# Problem 1
In the Vanishing Point review, which car does Kowalski bet he can take from Denver to San Francisco in record time?
# Problem 2
Retype everything in the Vanishing Point review from "It's 1971 on" down to "realism and fantasy.".
# Problem 3
Write what comes next in the Vanishing Point review, starting after its last sentence.

# Passage shown
It's 1971 on the American highway. Duel gives Steven Spielberg his start, and Two-Lane Blacktop may be the purest road movie ever made. However, Duel's been made-for-TV, and only gradually will its reputation spread. Blacktop, after its initial run, will be plagued by soundtrack issues not resolved until the twenty-first century. The many years of too-few showings will bolster its cult status but limit its audience. The most successful road movie1 of that year is Vanishing Point, an existential car chase with enough mysticism that it also drifts across the line dividing realism and fantasy.

And then there's that barenaked lady on a motorbike.

Kowalski (Barry Newman), a Vietnam vet and onetime police officer, delivers cars. He lives on the rush and makes a bet with his speed dealer that he can take his current charge, a 1970 Dodge Challenger R/T 440 Magnum from Denver to San Francisco in record time. The race hardly helps with wear and tear on the Challenger, and it brings Kowalski into conflict with law enforcement. After some 1970s chases and cop car crashes in the scenic southwest, the police grow determined to stop him. He becomes a cause célèbre thanks to the DJ, "Super Soul" (Cleavon Little), who speaks to him over the radio and, at times, can hear his responses. And it is not just Kowalski's interplay with Super Soul that skirts the edges of reality. While this film features a lot of road action— 1970s style—it also takes us through the countercultures of a dissatisfied era, and hints about what the road and race may represent to the haunted hero.

The road movie always involves eccentric characters met along the way. Some of these characters here feel like people from our driver's past, and the film juxtaposes them against actual flashbacks. The key women seem eerily similar to his deceased girlfriend, Vera (Victoria Medlin), and also a girl he saved from a sexual assault years earlier. We receive hints that two of them might be that young woman, now older. First Girl seems to recognize and admire Kowlaski, while "Nude Rider" keeps a collection of articles related to the incident.

Others seem like genuine lost souls, a fact worth considering when we arrive at the conclusion. When Kowalski gets trapped on the highway, he drives out across the desert and encounters a mysterious prospector (Dean Jagger). Both offer assistance to each other, before crossing paths with Christian snake handlers let by one "J. Hovah."

# Record excerpts
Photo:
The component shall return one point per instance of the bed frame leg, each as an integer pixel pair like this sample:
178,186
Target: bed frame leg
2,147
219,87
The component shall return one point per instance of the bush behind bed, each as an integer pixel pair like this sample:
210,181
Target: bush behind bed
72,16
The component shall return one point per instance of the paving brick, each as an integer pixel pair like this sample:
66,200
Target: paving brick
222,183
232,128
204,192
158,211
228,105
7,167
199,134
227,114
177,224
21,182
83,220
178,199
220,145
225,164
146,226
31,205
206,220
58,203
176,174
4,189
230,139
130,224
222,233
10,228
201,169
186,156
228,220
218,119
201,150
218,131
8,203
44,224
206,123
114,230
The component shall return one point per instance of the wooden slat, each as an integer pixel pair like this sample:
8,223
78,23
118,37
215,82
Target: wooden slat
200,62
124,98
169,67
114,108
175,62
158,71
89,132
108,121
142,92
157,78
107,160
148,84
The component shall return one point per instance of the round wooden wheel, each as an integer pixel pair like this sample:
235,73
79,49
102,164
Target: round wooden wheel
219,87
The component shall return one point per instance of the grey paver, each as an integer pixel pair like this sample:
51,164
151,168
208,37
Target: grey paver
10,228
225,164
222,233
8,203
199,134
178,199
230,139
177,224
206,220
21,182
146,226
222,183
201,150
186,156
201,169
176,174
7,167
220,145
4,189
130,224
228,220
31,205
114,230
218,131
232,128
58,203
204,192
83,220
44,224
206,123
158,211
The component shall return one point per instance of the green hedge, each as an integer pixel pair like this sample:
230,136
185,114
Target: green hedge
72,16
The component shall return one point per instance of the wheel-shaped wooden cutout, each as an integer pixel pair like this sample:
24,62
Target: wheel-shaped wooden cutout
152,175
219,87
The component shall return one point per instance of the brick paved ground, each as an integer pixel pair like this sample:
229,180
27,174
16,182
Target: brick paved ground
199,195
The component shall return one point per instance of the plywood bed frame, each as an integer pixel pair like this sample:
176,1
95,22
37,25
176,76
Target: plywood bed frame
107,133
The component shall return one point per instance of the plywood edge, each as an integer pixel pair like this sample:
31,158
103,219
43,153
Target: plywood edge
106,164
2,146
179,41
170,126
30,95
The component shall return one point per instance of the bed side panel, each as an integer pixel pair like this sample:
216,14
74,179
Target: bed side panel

# Written response 1
A 1970 Dodge Challenger R/T 440 Magnum.

# Written response 2
It's 1971 on the American highway. Duel gives Steven Spielberg his start, and Two-Lane Blacktop may be the purest road movie ever made. However, Duel's been made-for-TV, and only gradually will its reputation spread. Blacktop, after its initial run, will be plagued by soundtrack issues not resolved until the twenty-first century. The many years of too-few showings will bolster its cult status but limit its audience. The most successful road movie1 of that year is Vanishing Point, an existential car chase with enough mysticism that it also drifts across the line dividing realism and fantasy.

# Written response 3
Of course, the characters also reflect the times. Our antihero served in the Nam, surfed, and was discharged from the police force for taking action against a corrupt partner. The snake-handlers combine old-time rural fundamentalism with hippie-influenced Jesus Freakdom. Kowalski's popularity reflects an era of antiheroes, distrust of authority, and sympathy with the outsider. Super Soul, African-American and blind, comes under attack by small town rednecks. Kowalski also encounters a pair of gay men; sadly, two years after Stonewall, these characters get played for cheap comic relief. Their "just married" status, nonetheless, may represent a kind of first for American cinema. Angel (Timothy Scott), who acts to help Kowalski, is both hippie and biker, and he and his Old Lady, believers in free love. Billed as "Nude Rider," Angel's girlfriend plays her entire part sans clothing.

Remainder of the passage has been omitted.